Task requirements: Scan the listing below for the word "lavender" and copy every line that has it.

Supplied data:
§
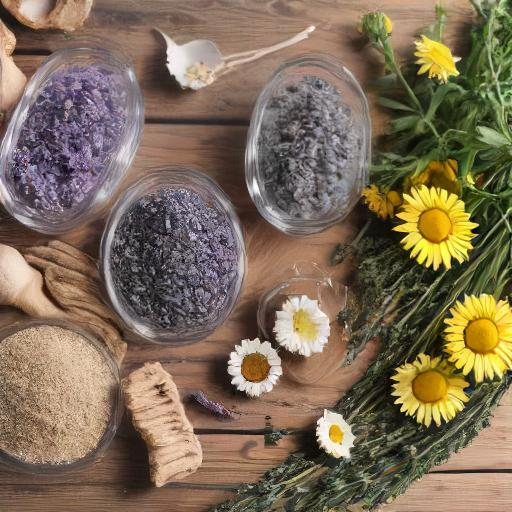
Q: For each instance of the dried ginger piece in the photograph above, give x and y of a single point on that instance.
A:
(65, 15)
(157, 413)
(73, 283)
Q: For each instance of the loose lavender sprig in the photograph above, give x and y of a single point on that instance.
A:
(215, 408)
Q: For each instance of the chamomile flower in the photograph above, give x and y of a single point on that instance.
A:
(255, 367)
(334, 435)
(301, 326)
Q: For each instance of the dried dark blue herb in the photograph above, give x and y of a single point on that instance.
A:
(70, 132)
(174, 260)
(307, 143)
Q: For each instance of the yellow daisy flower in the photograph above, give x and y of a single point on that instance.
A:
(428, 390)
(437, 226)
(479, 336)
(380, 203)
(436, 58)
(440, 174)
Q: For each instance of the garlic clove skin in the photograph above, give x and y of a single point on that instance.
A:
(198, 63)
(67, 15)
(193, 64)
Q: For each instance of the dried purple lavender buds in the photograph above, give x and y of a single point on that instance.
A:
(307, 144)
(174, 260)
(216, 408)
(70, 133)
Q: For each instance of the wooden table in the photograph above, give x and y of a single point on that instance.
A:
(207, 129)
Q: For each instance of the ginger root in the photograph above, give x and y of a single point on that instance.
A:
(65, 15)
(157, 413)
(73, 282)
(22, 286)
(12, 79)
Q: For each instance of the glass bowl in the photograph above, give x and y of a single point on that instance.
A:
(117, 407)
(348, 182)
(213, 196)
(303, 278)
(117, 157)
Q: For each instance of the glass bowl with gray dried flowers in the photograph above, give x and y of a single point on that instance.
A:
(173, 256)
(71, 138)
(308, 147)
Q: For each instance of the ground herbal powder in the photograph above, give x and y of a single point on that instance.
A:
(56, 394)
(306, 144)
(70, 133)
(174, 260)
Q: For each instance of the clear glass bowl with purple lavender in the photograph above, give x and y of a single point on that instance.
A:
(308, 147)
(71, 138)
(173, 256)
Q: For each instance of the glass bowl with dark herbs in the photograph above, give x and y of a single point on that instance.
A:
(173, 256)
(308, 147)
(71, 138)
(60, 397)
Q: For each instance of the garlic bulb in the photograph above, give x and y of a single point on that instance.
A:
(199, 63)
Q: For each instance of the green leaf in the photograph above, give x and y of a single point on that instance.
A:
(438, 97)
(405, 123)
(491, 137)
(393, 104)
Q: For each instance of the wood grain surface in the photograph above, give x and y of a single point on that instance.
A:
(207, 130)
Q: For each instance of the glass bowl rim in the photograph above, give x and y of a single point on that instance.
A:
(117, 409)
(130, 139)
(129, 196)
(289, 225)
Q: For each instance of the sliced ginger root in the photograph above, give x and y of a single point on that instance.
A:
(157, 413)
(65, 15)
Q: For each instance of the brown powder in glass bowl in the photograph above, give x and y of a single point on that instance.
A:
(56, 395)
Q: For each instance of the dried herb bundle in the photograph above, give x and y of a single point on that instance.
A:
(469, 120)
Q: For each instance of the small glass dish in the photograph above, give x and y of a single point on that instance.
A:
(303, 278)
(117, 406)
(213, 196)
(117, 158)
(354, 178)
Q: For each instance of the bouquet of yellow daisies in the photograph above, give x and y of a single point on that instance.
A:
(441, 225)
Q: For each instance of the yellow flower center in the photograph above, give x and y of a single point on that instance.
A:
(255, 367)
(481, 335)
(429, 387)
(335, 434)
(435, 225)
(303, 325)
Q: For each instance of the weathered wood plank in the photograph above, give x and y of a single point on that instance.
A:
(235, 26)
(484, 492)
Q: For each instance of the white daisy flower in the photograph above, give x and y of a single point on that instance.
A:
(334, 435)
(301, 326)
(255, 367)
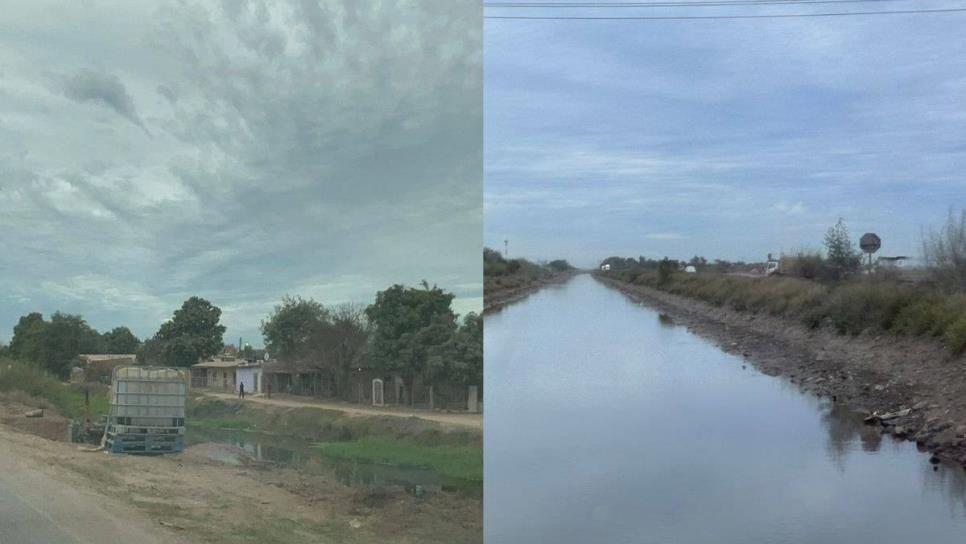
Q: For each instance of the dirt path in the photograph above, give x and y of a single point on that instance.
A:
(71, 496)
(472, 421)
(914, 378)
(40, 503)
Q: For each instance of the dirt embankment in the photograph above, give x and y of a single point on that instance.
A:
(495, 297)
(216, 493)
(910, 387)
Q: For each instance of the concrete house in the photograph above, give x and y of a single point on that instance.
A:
§
Exercise answer:
Q: For each instance of the loose lavender sprig in the photograph above, give x and y of a single point on that instance.
Q: For each instance of the dried purple lavender buds in the photograph above, give x and y of a single point on that instance.
Q: For each instance of the clear glass bowl with purple lavender in the photograph above, give x and y of a single point on that instance.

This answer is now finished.